BEGIN
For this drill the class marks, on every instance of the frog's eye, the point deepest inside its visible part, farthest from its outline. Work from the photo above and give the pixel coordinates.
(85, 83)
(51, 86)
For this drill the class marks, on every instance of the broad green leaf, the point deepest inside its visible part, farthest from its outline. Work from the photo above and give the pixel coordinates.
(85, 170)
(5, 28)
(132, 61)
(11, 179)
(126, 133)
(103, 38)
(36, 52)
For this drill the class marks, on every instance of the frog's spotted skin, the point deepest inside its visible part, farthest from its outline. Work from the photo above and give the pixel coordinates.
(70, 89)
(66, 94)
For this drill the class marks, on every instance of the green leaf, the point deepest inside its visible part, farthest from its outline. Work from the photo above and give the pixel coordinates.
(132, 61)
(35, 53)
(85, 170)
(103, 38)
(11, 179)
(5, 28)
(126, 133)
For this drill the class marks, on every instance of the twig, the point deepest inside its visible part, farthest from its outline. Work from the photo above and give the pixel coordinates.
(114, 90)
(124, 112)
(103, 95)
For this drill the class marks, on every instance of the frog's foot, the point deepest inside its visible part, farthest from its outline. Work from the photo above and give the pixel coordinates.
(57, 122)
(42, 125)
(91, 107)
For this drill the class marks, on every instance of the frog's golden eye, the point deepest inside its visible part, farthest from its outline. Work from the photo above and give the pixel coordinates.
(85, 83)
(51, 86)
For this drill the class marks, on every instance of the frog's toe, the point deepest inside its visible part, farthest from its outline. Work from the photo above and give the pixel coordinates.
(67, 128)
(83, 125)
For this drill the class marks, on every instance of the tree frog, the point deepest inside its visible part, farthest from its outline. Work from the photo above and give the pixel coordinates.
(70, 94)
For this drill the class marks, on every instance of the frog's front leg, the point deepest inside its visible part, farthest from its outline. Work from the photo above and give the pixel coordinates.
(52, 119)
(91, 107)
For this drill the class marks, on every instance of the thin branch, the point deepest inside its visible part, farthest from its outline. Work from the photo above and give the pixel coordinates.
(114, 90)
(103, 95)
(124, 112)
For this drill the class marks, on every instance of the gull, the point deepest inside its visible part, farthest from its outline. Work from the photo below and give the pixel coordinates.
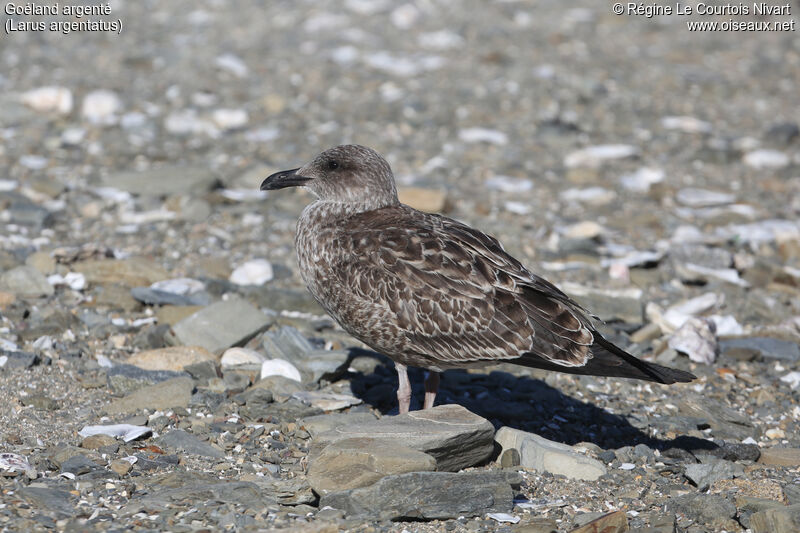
(431, 292)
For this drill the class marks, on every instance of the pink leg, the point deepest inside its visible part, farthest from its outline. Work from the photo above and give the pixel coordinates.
(431, 388)
(403, 388)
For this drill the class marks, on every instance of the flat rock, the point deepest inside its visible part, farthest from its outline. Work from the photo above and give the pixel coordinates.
(428, 496)
(59, 503)
(779, 520)
(545, 455)
(174, 392)
(780, 457)
(25, 282)
(611, 304)
(455, 437)
(358, 462)
(220, 325)
(178, 439)
(615, 522)
(130, 272)
(124, 379)
(764, 347)
(164, 181)
(174, 358)
(703, 475)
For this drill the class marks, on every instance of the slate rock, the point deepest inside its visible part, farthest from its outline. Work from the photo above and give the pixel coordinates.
(708, 509)
(174, 392)
(455, 437)
(778, 520)
(59, 503)
(129, 272)
(25, 282)
(789, 457)
(124, 379)
(615, 522)
(428, 496)
(763, 347)
(545, 455)
(178, 439)
(220, 325)
(15, 359)
(164, 180)
(358, 462)
(704, 475)
(173, 358)
(150, 296)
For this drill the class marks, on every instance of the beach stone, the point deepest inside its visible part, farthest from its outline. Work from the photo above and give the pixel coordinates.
(130, 272)
(59, 503)
(174, 392)
(178, 439)
(544, 455)
(778, 520)
(427, 496)
(124, 379)
(25, 282)
(172, 314)
(789, 457)
(455, 437)
(611, 304)
(166, 180)
(615, 522)
(764, 347)
(709, 509)
(703, 475)
(174, 358)
(220, 325)
(358, 462)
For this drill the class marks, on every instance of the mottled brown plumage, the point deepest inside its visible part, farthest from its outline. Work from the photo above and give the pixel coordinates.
(431, 292)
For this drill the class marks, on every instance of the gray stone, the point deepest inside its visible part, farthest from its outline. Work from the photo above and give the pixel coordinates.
(164, 180)
(14, 359)
(175, 392)
(778, 520)
(427, 496)
(358, 462)
(610, 304)
(50, 501)
(544, 455)
(156, 297)
(704, 475)
(455, 437)
(220, 325)
(764, 347)
(25, 282)
(708, 509)
(178, 439)
(124, 379)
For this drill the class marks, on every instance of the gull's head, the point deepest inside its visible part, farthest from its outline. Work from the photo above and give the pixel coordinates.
(348, 174)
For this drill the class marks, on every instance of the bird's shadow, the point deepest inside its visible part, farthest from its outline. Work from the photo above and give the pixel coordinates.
(520, 402)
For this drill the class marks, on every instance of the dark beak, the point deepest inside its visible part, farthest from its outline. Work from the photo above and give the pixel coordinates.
(283, 179)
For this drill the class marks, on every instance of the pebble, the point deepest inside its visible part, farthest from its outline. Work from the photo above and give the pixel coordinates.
(596, 156)
(766, 159)
(174, 358)
(52, 99)
(221, 325)
(101, 107)
(254, 272)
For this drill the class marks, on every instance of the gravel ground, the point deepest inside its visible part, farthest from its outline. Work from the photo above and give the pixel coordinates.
(651, 171)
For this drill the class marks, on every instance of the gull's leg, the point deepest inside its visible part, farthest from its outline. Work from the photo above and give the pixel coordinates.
(403, 388)
(431, 388)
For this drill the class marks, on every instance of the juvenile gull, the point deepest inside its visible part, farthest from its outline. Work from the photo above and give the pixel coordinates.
(431, 292)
END
-- WHAT YOU ARE ASKED TO DO --
Reproduce each entry verbatim, excluding any embedded images.

-- THE ANSWER --
For this drill the class marks, on every instance of the frog's eye, the point deepest inside its visible part, farthest from its outline. Work from the photo above and give the pixel coordinates.
(85, 83)
(51, 86)
For this drill the class marks, on every instance of the broad green leaf, the point deepest inside its visible part, farthest from its outline. Work from the photo above and give the pixel coordinates.
(85, 170)
(5, 28)
(132, 61)
(11, 179)
(126, 133)
(103, 38)
(36, 52)
For this drill the class marks, on every instance of the frog's spotted skin, the point deepest inside its visible part, farthest from its outline. Work from the photo above and give the pixel coordinates.
(70, 89)
(66, 94)
For this drill the class marks, on every instance of the green leaf, the point deepest inside its visible part, farthest from its outline. Work from the photo above and give the pixel coordinates.
(132, 61)
(35, 53)
(85, 170)
(103, 38)
(11, 179)
(5, 28)
(126, 133)
For this drill the class marks, on every instance of the twig, the point deepest inside its visible part, farthest from its outline. Work from the photo above and give the pixel coordinates.
(114, 90)
(124, 112)
(103, 95)
For this drill the class marks, on every instance of the frog's foot, the point deepest inside its visible part, farthest from its outline. Work from the photo above and give the pixel coordinates.
(57, 122)
(42, 125)
(91, 107)
For this drill the class marks, on every instance of the frog's golden eye, the point deepest inside its visible part, farthest from its outline. Work from the photo above and give the pixel coordinates.
(85, 83)
(51, 86)
For this drill the class marks, on every instance of the frog's toe, the point deepest inside its visible part, farthest from its outline. Work from the photo above and give the pixel coordinates.
(67, 128)
(83, 125)
For this drill the class marks, on every instance of the tree frog, the point deepest inside its visible part, farthest from its outline. Work from the photo above and give the pixel coordinates.
(70, 94)
For this drill the class marks, on every instance of the frog's front leg, the point deepest inside its visible part, farthest from its outline. Work from the photo above and give the pixel coordinates.
(52, 119)
(91, 107)
For this drill the class marks, on every instance of the thin branch, the point deepest inside its visible part, farthest from its outline. Work from the photo above and give the pixel coordinates.
(114, 90)
(103, 95)
(124, 112)
For this drill the class marks, on every instance of the gull, the point deepest inside its visible part, farthest from its outline. Work from the photo below and give the pixel coordinates.
(431, 292)
For this drill the class marks, on every instance of the pink leg, the point deepest inside its visible part, farthest from its outline. Work from the photo above and give the pixel coordinates.
(431, 388)
(403, 388)
For this drill the class marks, on every instance of the flat rock, the point deepest inside its visible part, farthest from its outline. Work from the photo above and give the pixel coordinates.
(428, 496)
(59, 503)
(779, 520)
(545, 455)
(174, 392)
(780, 457)
(25, 282)
(611, 304)
(455, 437)
(358, 462)
(220, 325)
(178, 439)
(615, 522)
(130, 272)
(124, 379)
(764, 347)
(164, 181)
(174, 358)
(703, 475)
For this drill the class marks, on every instance of the slate rock, the point deepest inside its visible part, farthest from its outline. Work from the photo above and give the pixel coordinates.
(708, 509)
(174, 392)
(455, 437)
(778, 520)
(59, 503)
(129, 272)
(25, 282)
(789, 457)
(124, 379)
(615, 522)
(428, 496)
(763, 347)
(545, 455)
(178, 439)
(220, 325)
(15, 359)
(164, 180)
(358, 462)
(704, 475)
(173, 358)
(150, 296)
For this drill the class marks, on every instance of the beach stone, the point deepest inside its visible part, farthest from its outline. Work from the photo above and give the pixel coordinates.
(130, 272)
(59, 503)
(174, 392)
(178, 439)
(544, 455)
(778, 520)
(427, 496)
(124, 379)
(25, 282)
(172, 314)
(789, 457)
(455, 437)
(611, 304)
(166, 180)
(615, 522)
(764, 347)
(709, 509)
(703, 475)
(174, 358)
(220, 325)
(358, 462)
For this drill the class marks, on every instance of the mottled brown plumage, the point deepest inside its visible part, farthest from its outline. Work from the photo above and give the pixel coordinates.
(431, 292)
For this drill the class marks, on every instance of the gray stone, the point deepest inside its visible part, farthest from its outline. Work from the photo above and give the pixel coordinates.
(164, 180)
(14, 359)
(175, 392)
(778, 520)
(427, 496)
(358, 462)
(610, 304)
(50, 501)
(544, 455)
(156, 297)
(704, 475)
(455, 437)
(220, 325)
(764, 347)
(25, 282)
(708, 509)
(178, 439)
(124, 379)
For this drill the class marks, on every instance of the gull's head, the point deepest inside its visible part, farthest from its outline. Work from the photo above and give the pixel coordinates.
(348, 174)
For this drill the class marks, on every instance of the bird's shadow, the point deepest inside its visible part, farthest from its outline. Work from the photo above and give the pixel coordinates.
(520, 402)
For this drill the class marks, on every instance of the dark beak, the point deepest inside its visible part, farthest from its outline. Work from the photo above and give the pixel coordinates.
(283, 179)
For this drill the class marks, on every instance of the pebble, the point deepest inside its visible part, farthest from its outline. Work from the photo above and give the pixel coordinates.
(596, 156)
(766, 159)
(174, 358)
(52, 99)
(221, 325)
(101, 107)
(254, 272)
For this drill the class marks, on every instance of the gravel ground, the point deepest inside its visible part, farthest from its outline. Work from the photo above and give the pixel coordinates.
(651, 171)
For this drill the class marks, on every instance of the gull's leg, the point deepest inside its visible part, farthest from its outline. Work from the photo above and give the pixel coordinates.
(403, 388)
(431, 388)
For this drill the class marks, on every instance of the juvenile gull, the point deepest inside its visible part, farthest from its outline. Work from the photo above and give the pixel coordinates.
(431, 292)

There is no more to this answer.